Pointing dataset extracts:
════════════════

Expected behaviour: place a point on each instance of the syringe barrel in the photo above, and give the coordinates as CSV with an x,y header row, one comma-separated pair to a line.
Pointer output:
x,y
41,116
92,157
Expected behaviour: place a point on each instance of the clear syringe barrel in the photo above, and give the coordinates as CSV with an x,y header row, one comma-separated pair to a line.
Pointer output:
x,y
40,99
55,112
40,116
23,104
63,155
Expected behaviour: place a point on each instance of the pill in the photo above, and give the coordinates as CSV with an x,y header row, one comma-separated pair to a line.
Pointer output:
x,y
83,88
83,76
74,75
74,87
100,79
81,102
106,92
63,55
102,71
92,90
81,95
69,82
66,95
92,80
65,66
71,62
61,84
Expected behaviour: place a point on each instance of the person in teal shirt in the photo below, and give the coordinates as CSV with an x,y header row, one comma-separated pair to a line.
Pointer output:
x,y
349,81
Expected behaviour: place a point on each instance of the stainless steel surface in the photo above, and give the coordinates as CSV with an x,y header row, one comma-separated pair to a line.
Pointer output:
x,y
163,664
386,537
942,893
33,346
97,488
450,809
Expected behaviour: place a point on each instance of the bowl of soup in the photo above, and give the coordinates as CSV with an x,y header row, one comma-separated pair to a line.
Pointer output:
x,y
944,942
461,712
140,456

════════════════

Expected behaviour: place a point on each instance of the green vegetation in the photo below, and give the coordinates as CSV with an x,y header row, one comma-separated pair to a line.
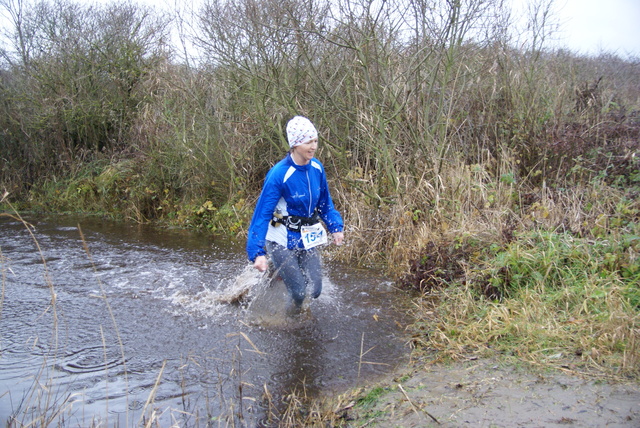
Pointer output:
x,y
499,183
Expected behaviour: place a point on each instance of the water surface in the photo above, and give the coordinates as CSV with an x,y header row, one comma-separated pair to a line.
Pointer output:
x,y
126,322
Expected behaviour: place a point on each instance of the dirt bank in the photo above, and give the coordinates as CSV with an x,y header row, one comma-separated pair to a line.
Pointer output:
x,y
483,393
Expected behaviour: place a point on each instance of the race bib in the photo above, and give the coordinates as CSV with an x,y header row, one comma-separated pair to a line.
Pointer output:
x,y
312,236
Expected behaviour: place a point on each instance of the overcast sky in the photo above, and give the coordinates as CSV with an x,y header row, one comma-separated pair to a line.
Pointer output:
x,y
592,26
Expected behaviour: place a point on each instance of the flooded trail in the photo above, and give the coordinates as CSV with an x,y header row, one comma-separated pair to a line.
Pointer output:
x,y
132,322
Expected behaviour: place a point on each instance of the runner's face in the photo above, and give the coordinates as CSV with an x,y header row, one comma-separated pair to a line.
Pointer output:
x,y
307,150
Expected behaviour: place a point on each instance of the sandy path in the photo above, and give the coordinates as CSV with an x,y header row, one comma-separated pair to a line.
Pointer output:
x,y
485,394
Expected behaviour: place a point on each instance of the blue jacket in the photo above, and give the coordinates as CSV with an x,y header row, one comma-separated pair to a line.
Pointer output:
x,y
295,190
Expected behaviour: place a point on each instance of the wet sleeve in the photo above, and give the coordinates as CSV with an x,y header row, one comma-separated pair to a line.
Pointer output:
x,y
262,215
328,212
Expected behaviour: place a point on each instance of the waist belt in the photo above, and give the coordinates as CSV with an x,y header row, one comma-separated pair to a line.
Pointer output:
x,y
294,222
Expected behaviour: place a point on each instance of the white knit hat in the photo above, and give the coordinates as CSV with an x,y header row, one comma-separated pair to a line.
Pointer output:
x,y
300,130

════════════════

Count the lines of the records above that contain the string "surface", with uppercase and lowercase letters treated as different. Reply with the number alone.

• Task answer:
2